__Stated goal a__:
List each distinct username that heads a post in the forum thread on refining high yield pins.

__Given passage__:
= = = = =

# Methods for Refining "High Yield Pins" ?HELP?



## dwt9999 (Mar 28, 2007)

I have heard about pins from p-1 processors and other pins that are High yield pins, I however do not know the best method for processing the different types of pins.. Can anyone give advice on the method they would use for the different types?

Would you use AR?

Would you use a Cell?

Any thoughts would be greatly appreciated!!

Thanks in advance for your help!

Lew


----------



## lazersteve (Mar 28, 2007)

Lew,

Here's a link to a topic for a semi-direct route to pins:

http://goldrefining.110mb.com/phpBB2/viewtopic.php?t=155

As usual with these 'homegrown' techniques they get changed as they get tested and they vary from individual to individual. A sort of evolution or mutation of methods if you will.

Steve


----------



## dwt9999 (Mar 28, 2007)

Steve,

Thanks for the link!

Lew


----------



## Fever (Mar 31, 2007)

= = = = =

(Stored data)

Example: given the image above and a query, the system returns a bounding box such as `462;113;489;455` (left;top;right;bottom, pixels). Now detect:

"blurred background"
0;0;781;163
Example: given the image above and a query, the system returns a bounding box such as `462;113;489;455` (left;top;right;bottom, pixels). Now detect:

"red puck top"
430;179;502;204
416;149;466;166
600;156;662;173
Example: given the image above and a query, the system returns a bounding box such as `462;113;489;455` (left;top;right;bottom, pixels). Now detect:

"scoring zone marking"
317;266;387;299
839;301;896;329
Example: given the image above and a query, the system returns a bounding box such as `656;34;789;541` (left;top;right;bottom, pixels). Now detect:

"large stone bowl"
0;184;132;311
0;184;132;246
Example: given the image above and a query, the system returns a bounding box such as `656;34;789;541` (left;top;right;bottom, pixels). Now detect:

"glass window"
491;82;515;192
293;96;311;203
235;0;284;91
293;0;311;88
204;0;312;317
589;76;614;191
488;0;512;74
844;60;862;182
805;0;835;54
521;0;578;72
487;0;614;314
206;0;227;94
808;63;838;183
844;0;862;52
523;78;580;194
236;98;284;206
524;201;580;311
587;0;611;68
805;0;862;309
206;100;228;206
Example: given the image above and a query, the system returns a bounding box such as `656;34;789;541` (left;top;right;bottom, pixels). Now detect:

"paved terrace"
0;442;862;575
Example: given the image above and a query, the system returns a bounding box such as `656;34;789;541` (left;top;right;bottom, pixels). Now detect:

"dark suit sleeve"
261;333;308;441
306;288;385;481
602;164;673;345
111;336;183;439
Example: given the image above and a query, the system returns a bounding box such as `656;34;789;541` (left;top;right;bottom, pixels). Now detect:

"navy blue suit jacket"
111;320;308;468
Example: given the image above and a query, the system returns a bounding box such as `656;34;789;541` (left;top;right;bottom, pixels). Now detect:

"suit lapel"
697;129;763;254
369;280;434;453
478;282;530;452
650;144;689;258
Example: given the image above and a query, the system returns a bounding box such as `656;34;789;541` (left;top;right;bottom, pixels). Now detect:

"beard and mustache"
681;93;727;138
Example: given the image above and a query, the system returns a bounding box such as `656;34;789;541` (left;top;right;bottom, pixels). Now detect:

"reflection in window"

= = = = =

__Stated goal b__:
Print the records starting at their first line and ending at the line that contains "206;100;228;206", with both of those lines included.

__Correct answer a__:
dwt9999
lazersteve
Fever

__Correct answer b__:
Example: given the image above and a query, the system returns a bounding box such as `462;113;489;455` (left;top;right;bottom, pixels). Now detect:

"blurred background"
0;0;781;163
Example: given the image above and a query, the system returns a bounding box such as `462;113;489;455` (left;top;right;bottom, pixels). Now detect:

"red puck top"
430;179;502;204
416;149;466;166
600;156;662;173
Example: given the image above and a query, the system returns a bounding box such as `462;113;489;455` (left;top;right;bottom, pixels). Now detect:

"scoring zone marking"
317;266;387;299
839;301;896;329
Example: given the image above and a query, the system returns a bounding box such as `656;34;789;541` (left;top;right;bottom, pixels). Now detect:

"large stone bowl"
0;184;132;311
0;184;132;246
Example: given the image above and a query, the system returns a bounding box such as `656;34;789;541` (left;top;right;bottom, pixels). Now detect:

"glass window"
491;82;515;192
293;96;311;203
235;0;284;91
293;0;311;88
204;0;312;317
589;76;614;191
488;0;512;74
844;60;862;182
805;0;835;54
521;0;578;72
487;0;614;314
206;0;227;94
808;63;838;183
844;0;862;52
523;78;580;194
236;98;284;206
524;201;580;311
587;0;611;68
805;0;862;309
206;100;228;206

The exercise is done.